_What the task asks_. Copy the data below line for line, with no changes.

--- BEGIN Information provided ---

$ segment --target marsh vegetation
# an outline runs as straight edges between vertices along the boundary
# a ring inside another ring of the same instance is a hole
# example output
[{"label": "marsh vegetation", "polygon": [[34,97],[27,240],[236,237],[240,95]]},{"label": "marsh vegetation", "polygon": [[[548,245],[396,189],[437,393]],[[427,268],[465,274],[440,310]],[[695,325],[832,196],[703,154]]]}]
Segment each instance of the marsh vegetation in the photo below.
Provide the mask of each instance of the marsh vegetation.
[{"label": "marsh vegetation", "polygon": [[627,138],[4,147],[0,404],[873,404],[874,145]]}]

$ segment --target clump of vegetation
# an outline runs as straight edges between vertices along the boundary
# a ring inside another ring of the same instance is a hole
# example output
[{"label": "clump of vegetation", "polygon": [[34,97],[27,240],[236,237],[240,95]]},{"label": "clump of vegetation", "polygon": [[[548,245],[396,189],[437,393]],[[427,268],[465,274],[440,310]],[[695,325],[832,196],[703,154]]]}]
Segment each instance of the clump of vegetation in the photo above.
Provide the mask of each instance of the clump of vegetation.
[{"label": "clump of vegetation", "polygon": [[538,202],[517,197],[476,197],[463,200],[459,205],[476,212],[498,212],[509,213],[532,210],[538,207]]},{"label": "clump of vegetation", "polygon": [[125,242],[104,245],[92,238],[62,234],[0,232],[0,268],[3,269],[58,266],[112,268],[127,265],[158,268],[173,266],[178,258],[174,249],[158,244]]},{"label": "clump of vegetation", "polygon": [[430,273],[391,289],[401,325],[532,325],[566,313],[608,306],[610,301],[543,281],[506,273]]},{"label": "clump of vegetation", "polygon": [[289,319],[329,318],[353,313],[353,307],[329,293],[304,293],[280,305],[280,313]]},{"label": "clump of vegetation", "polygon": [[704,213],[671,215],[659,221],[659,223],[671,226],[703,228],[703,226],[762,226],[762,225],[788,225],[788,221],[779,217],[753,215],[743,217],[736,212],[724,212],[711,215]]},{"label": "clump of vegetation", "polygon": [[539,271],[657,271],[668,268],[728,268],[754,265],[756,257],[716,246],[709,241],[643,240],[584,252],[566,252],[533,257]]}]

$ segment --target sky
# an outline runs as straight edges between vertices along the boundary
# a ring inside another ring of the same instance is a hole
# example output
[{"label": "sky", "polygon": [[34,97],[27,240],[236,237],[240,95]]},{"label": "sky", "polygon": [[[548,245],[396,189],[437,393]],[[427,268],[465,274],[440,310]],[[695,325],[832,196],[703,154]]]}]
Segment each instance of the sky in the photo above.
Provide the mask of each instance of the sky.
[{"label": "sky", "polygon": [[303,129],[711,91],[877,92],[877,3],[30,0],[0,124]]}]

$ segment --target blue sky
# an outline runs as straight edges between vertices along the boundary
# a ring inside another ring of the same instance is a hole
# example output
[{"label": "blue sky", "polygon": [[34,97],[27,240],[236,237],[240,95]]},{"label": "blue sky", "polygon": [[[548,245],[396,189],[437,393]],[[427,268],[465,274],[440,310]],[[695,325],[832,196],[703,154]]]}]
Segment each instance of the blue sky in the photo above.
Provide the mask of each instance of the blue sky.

--- END Information provided ---

_Result below_.
$ segment --target marsh vegetation
# an outline runs as straight edges between vertices along the boundary
# a ring inside another ring of the same instance is a hole
# example output
[{"label": "marsh vegetation", "polygon": [[34,97],[27,240],[236,237],[240,95]]},{"label": "marsh vegetation", "polygon": [[[548,245],[396,189],[437,393]],[[427,268],[465,274],[440,310]],[[695,325],[832,196],[703,154]]]}]
Segment each instance of the marsh vegetation in the photo below.
Provide the mask of each instance of the marsh vegetation.
[{"label": "marsh vegetation", "polygon": [[627,138],[4,147],[0,404],[873,404],[874,145]]}]

$ segment --target clump of vegetation
# an outline runs as straight edges between vertices along the boundary
# a ring inside another ring of the same instance is a hole
# example output
[{"label": "clump of vegetation", "polygon": [[34,97],[27,240],[236,237],[240,95]]},{"label": "clump of vegetation", "polygon": [[[548,245],[396,189],[437,393]],[[427,268],[465,274],[440,310]],[[695,325],[832,196],[703,154]]]}]
Segment each instance of the clump of vegetation in the photo above.
Provide the mask of each instance of the clump of vegetation.
[{"label": "clump of vegetation", "polygon": [[538,202],[517,197],[476,197],[463,200],[459,205],[476,212],[498,212],[509,213],[532,210],[538,207]]},{"label": "clump of vegetation", "polygon": [[125,242],[104,245],[92,238],[62,234],[0,232],[0,268],[3,269],[58,266],[112,268],[127,265],[158,268],[173,266],[178,258],[174,249],[158,244]]},{"label": "clump of vegetation", "polygon": [[430,273],[391,289],[401,325],[532,325],[566,313],[608,306],[610,301],[543,281],[506,273]]},{"label": "clump of vegetation", "polygon": [[289,319],[329,318],[353,313],[353,307],[329,293],[304,293],[280,305],[280,313]]},{"label": "clump of vegetation", "polygon": [[704,213],[671,215],[659,221],[659,223],[671,226],[703,228],[703,226],[762,226],[762,225],[788,225],[788,221],[779,217],[753,215],[743,217],[736,212],[724,212],[711,215]]},{"label": "clump of vegetation", "polygon": [[539,271],[657,271],[668,268],[728,268],[754,265],[756,257],[716,246],[709,241],[643,240],[584,252],[566,252],[533,257]]}]

$ segment --target sky
# an outline runs as straight edges between vertices along the boundary
# a ring inside another ring of the same instance is a hole
# example output
[{"label": "sky", "polygon": [[34,97],[27,240],[236,237],[240,95]]},{"label": "sky", "polygon": [[[548,245],[396,189],[437,393]],[[427,268],[465,274],[440,310]],[[695,325],[832,196],[703,154]]]}]
Segment each instance of the sky in the photo above.
Provide the mask of each instance of the sky.
[{"label": "sky", "polygon": [[303,129],[711,91],[877,92],[877,3],[30,0],[0,124]]}]

$ segment --target blue sky
# an outline runs as straight edges between vertices along the boundary
# a ring inside another ring of the same instance is a hole
# example output
[{"label": "blue sky", "polygon": [[34,97],[27,240],[236,237],[240,95]]},{"label": "blue sky", "polygon": [[[548,245],[396,189],[437,393]],[[427,268],[465,274],[440,310]],[[695,325],[832,196],[703,154]]]}]
Segment each instance of the blue sky in the photo above.
Provide the mask of each instance of the blue sky.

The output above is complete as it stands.